Quem vê o palácio de fora, com área total de 13.920 m² (o equivalente a dois campos oficiais de futebol) e três pavimentos, encontra uma aparência renovada pela recente reforma que resgatou o original bege amarelado à imponente fachada. Do lado de dentro, porém, salta aos olhos a falta de recursos que contribui para a permanência de goteiras, paredes descascadas, rebocos sob o risco de cair e invasões de cupins. Apesar da riqueza do acervo, as exposições continuam dignas dos séculos passados. Não há interatividade entre as peças e os visitantes, como ocorre em qualquer museu contemporâneo. Os estrangeiros não dispõem de textos explicativos bilíngues. E, se chegar alguém com problema de locomoção, terá de esperar até que a guarda municipal apareça em seu carrinho elétrico para abrir a fechadura das cancelas.

A maior parte desses problemas pode estar com os dias contados, no que depender dos resultados dos projetos previstos pelo novo diretor do Museu Nacional, o paleontólogo carioca Alexander Kellner, 55 anos, que chegou ao cargo máximo da instituição onde trabalha há 30 anos com o objetivo de “mudar”. Para ele, resgatar a importância do museu é um desafio maior do que as pesquisas que desenvolve desde 2004, na China, sobre répteis alados do período Mesozóico (entre 251 milhões e 66,5 milhões de anos), os pteurosauros, no melhor estilo Indiana Jones. “Este trabalho, só nas férias”, avisa. “Minha dedicação ao museu será integral. Por que os brasileiros têm de viajar para o exterior para conhecer um museu de história natural de qualidade?”, indaga ele, que pretende dar uma resposta positiva a esse desafio nos próximos quatros anos de sua gestão.

:: DADOS FORNECIDOS ::

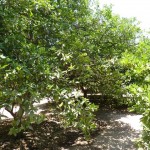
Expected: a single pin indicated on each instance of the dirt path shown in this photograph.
(117, 130)
(120, 129)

:: TAREFAS PROPOSTAS ::
1: Segundo o texto sobre o Museu Nacional, qual é a área total do palácio?
2: Dê continuidade ao texto sobre o Museu Nacional, começando logo após a última frase apresentada.

:: RESPOSTAS ÀS TAREFAS ::
1: 13.920 m², o equivalente a dois campos oficiais de futebol.

2:
Basta acompanhar os índices de visitação para constatar que há algo de errado com a instituição. Em 2017, foram 210 mil visitantes, enquanto relatórios de 60 anos atrás contabilizam a presença de até 350 mil pagantes. “Até o fim da minha gestão serão um milhão”, planeja Kellner, sem falsa modéstia, porque acredita nas reais possibilidades deste salto de qualidade. Ele mesmo já foi peça fundamental na experiência que mudou a história do Museu Nacional, a exposição “No tempo dos dinossauros”, de 1997. “Ganhamos mais visitantes, mais respeito, mais recursos e melhores convênios. Mudou tudo”, sintetiza.

Agora, o processo apenas engatinha. Hoje, o museu abriga 225 funcionários, 90 professores e mais de 500 alunos de pós-graduação. A incorporação à Universidade Federal do Rio de Janeiro (UFRJ), em 1946, deveria render à instituição um orçamento anual de R$ 515 mil em três parcelas. No entanto, o valor que chega não passa de R$ 300 mil. Kellner também anuncia para este mês de maio, ainda sem dia definido, uma exposição com as magníficas fantasias que a Imperatriz Leopoldinense levou à Marquês de Sapucaí em seu desfile, “Uma noite real no Museu Nacional”, oitavo lugar no ranking do desfile das Escolas de Samba de 2018. É o tipo da inciativa de custo baixíssimo em que ele aposta, com potencial para atrair multidões.

A inspiração em Leopoldina não podia ser mais pertinente. Como D. João VI fazia qualquer coisa para agradar a nora, assinou o decreto de criação do Museu Real em 1818. Estudiosa de ciências naturais, a esposa de D. Pedro I , ela sabia a importância que a ciência poderia desempenhar no desenvolvimento da capital além-mar do império português. Leopoldina também se interessava por botânica e mineralogia, e o museu que nascia recorreu a acervos já existentes, como o da Casa dos Pássaros, entreposto da colônia onde os taxidermistas da época depositavam suas peças.

Revitalização

A revitalização do Museu Nacional se baseia em uma proposta com 11 itens da Associação de Amigos do Museu, da direção, e das diretorias técnico-científica e administrativa. Uma delas é começar uma campanha de crowdfunding para botar de pé o Dinoprata. Com isso, poderá ser reaberta a Sala dos Dinossauros, no segundo piso do museu. A abertura deve ocorrer antes do bicentenário, em 6 de junho. A escolha de Kellner por ocupar os aposentos dos imperadores, fechados há 15 anos, tem uma razão de ser: chamar a atenção sobre a degradação do espaço, com paredes descascadas, como a que escolheu para posicionar sua mesa, entre dois pares de vitrais italianos (Tasso e Eleonora e Dante e Beatriz), também necessitados de restauração.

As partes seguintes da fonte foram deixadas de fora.